# WORK TO DO
**1.** In the forum thread about getting baby oscars to eat, what minimum percentage of water does Puffer Pita recommend changing?
**2.** Reproduce the part of the forum thread about getting baby oscars to eat that lies between "No less than" and "she still cycling?", inclusive.

# PASSAGE
# how can i get them to eat?



## babyalbino (Oct 13, 2006)

how can i get my baby oscars to eat?? they havnt in a few days


----------



## Puffer Pita (Jun 16, 2006)

Keep up with the daily water changes. Soak their food in a little tank water with a couple of garlic slices.


----------



## babyalbino (Oct 13, 2006)

what percentage of water schould itake out 25?


----------



## babyalbino (Oct 13, 2006)

what will the garlic slices do ?


----------



## Puffer Pita (Jun 16, 2006)

No less than 50% IMO, and garlic is an appetite stimulant which encourages stubborn fish to eat.


----------



## Guest (Oct 15, 2006)

daily water changes will just prolong the nitrogen cycle though....isnt she still cycling?


----------



## babyalbino (Oct 13, 2006)

my ammonia levels read 0


----------



## Puffer Pita (Jun 16, 2006)

Daily water changes are usually recommended when cycling while fish are in the tank. It shouldn't prolong the cycle by much, especially when not vacuuming the gravel as well, but helps prevent poisoning the fish. 

babyalbino, what are your nitrite and nitrate readings? Ammonia is only the first step, nitrites should also be zero and nitrates should be low (and kept low with regular weekly water changes and gravel vacuuming).


----------



## Guest (Oct 15, 2006)

oh and about the garlic, the garlic stimulates appetite.


----------

# DATA EXCERPT
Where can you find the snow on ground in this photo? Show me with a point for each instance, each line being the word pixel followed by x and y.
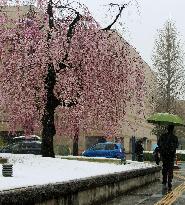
pixel 31 170
pixel 177 151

# TASK RESULTS
**1.** No less than 50%.

**2.**
No less than 50% IMO, and garlic is an appetite stimulant which encourages stubborn fish to eat.


----------



## Guest (Oct 15, 2006)

daily water changes will just prolong the nitrogen cycle though....isnt she still cycling?